------ MATERIALS PROVIDED

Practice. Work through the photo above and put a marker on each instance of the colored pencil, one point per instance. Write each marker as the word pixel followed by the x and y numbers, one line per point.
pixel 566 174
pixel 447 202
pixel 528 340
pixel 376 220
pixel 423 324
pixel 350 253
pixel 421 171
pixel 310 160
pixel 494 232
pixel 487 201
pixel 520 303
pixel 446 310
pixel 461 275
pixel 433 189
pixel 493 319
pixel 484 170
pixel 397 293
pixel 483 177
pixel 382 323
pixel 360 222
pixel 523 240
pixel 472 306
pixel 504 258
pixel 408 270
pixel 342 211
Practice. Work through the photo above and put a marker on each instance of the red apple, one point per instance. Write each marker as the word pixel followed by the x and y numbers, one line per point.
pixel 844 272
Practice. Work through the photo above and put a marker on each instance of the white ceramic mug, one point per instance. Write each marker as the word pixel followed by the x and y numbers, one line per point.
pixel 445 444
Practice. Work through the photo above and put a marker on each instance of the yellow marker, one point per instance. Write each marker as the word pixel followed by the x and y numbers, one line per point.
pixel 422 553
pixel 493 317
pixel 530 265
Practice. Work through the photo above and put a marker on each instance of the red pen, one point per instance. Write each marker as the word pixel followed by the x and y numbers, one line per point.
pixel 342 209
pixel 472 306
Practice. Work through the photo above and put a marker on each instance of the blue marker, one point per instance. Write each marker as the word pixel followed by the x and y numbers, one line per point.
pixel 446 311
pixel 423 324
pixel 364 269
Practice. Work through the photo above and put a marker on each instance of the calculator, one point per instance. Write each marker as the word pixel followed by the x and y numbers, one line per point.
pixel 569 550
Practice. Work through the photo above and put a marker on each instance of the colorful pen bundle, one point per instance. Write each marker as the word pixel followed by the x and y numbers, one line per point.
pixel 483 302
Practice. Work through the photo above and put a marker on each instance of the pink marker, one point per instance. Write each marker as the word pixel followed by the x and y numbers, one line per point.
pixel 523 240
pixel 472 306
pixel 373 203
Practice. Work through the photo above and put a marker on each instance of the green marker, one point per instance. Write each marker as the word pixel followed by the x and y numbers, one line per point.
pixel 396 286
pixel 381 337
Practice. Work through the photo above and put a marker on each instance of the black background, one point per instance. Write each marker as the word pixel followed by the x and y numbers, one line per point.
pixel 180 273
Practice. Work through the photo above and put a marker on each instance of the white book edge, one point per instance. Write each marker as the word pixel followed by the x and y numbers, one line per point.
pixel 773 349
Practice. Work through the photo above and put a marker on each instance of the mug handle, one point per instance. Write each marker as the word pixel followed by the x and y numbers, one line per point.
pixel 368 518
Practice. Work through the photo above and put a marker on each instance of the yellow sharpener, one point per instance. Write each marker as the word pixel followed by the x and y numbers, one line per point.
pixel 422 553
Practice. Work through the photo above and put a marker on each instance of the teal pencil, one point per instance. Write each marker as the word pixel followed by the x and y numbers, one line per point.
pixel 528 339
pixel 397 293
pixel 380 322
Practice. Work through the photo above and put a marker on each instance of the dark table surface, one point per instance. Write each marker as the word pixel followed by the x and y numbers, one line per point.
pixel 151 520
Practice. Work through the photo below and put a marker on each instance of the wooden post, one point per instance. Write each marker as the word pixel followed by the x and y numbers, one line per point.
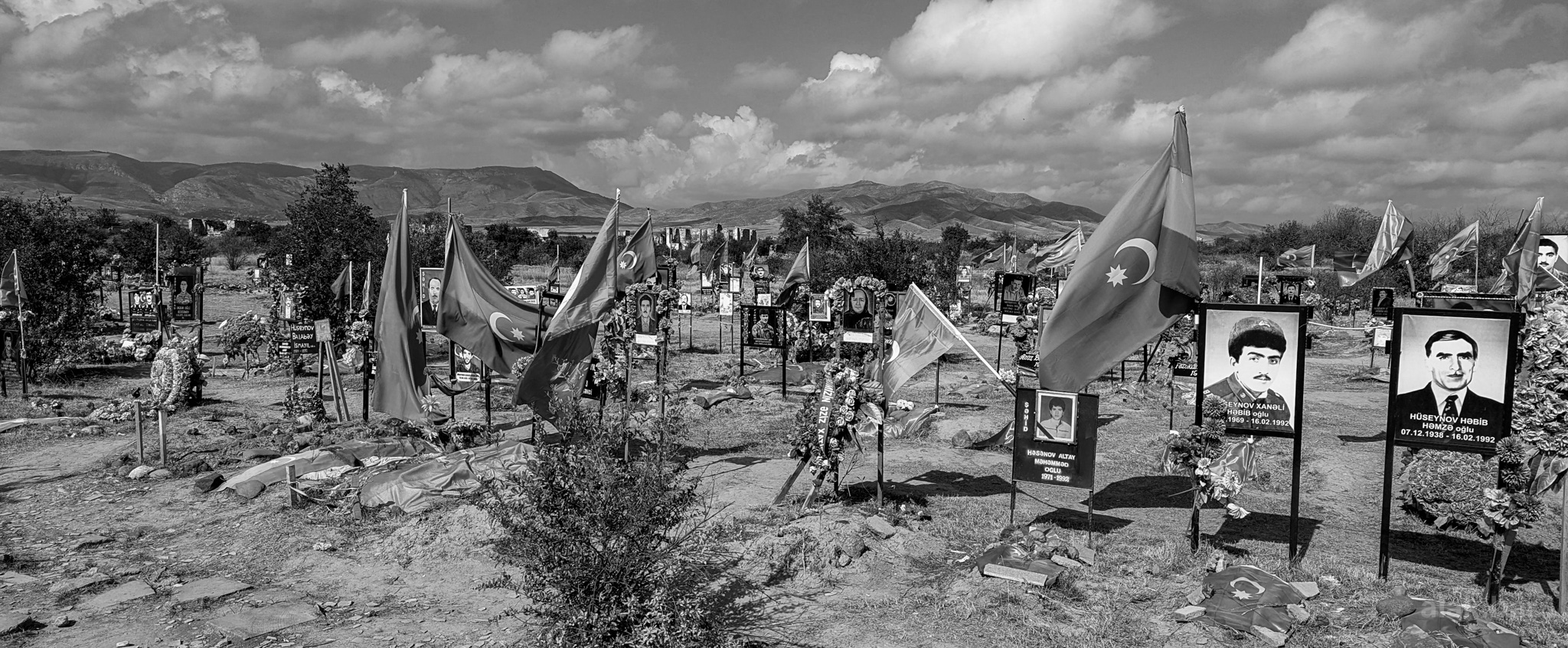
pixel 290 480
pixel 164 440
pixel 142 454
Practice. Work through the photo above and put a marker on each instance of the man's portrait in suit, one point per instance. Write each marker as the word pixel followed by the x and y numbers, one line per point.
pixel 1451 363
pixel 1452 380
pixel 1250 363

------------

Please print the entries exactly as they stand. Images are not part of the copy.

● **EXERCISE ANSWER**
Practice. Work through the photo above and put a marker on each instance of the colored pencil, one point per instance. Write each marker as the word pixel followed by the x and y numbers, one line per point.
pixel 566 174
pixel 447 202
pixel 528 340
pixel 376 220
pixel 423 324
pixel 350 253
pixel 421 171
pixel 310 160
pixel 494 232
pixel 487 201
pixel 520 303
pixel 446 310
pixel 461 275
pixel 433 189
pixel 493 319
pixel 484 170
pixel 397 293
pixel 483 177
pixel 382 323
pixel 360 222
pixel 523 240
pixel 472 306
pixel 504 258
pixel 408 270
pixel 342 211
Practice. Work through the photo above and put a marker on each instance of the red apple, one point per instance. Write each marker as the word pixel followed by the x and y numbers, one line per point.
pixel 844 272
Practice. Work through the photo above and put a marker on each instance of the white ceramic mug, one point per instance. Write each marker as the word pixel followed by the x and y numbers, one line per point.
pixel 445 444
Practice. Work through the photo above and put a marker on each instance of the yellow marker, one point per instance. Write each marker as the word pixel followed by the x and y numbers, one line per point.
pixel 422 553
pixel 493 317
pixel 530 265
Practice. Work through the photo above and put a marker on each instance of the red pen, one point per instance. Write each marker as the word pixel followed by the x and y numbers, one line per point.
pixel 342 209
pixel 472 306
Practice. Work through the photo above and put a marker on each instance of the blue marker, one point per instance. Write each marker as the word pixel followed by the x and y numbers, one line per point.
pixel 446 311
pixel 423 324
pixel 364 269
Practice. Work through the photo above and put a marker on each instance of the calculator, one point per instance. Write each marker as the word pixel followed by the x and y numbers, one line per point.
pixel 569 550
Practice. Work through the photo above and put a marker on each instance of the colorful pen bundle, one point per instance. Write each marker as the word pixel followed by the x and y numbers, one line per point.
pixel 483 302
Practice. Work through the photo above and put a marker on each instance of the pink marker, one point per instance. Write each marker as the word pixel followed by the x and y numbers, one line per point.
pixel 523 240
pixel 472 306
pixel 373 203
Practice. Work through the photo above and put a marker on each instance of the green marker, one point per instance. Write each marker as the word pixel followed by the x and y numbers, one line per point.
pixel 396 286
pixel 381 337
Practice. Work through the photo above and put a marker on each instance of the black background, one point per instance. Write each marker as the word pixel followed by the x and y numbers, one line per point.
pixel 180 273
Practice. Work through the photo above and put a marker on each instance of the white book edge, one point per instance. Write each marker as the word pixel followed by the x and y numbers, one line per point.
pixel 773 349
Practice. Work through the photo above and put a marker on each instance of the mug handle, one point per instance. Write each marker as the word pixel followed by the x and y numbers, one line per point.
pixel 368 518
Practice. Work through the photo above and put a marker on each instance of the yellow sharpener, one point per instance. Write each marker as the word pixel followed by the x and y numbers, one line per point.
pixel 422 553
Practice. Work through the photo above and put a marker on each instance of the teal pencil, one point per instance. Write each marker as the word pixel followed by the x and y numbers, one line per point.
pixel 528 339
pixel 397 293
pixel 380 322
Practice. Work through the photo above and put a marker on each instance of the dark table surface, one point per instance. Write each marker as the word pixel followed by the x and y numbers, one line per point.
pixel 151 520
Practice. Work through the photo below and put a marker on each instance of the wooden post, one point per instance. Write each marker as the word pixel followed by the x and y numbers, one line per point.
pixel 290 480
pixel 164 440
pixel 142 454
Practice. Work through the photo above and put a marker on each instance of the man's portrait in suit, one point per instance. Write each marker as the word pixel followed by the x and y numbers, one line per point.
pixel 1451 363
pixel 1452 380
pixel 1250 363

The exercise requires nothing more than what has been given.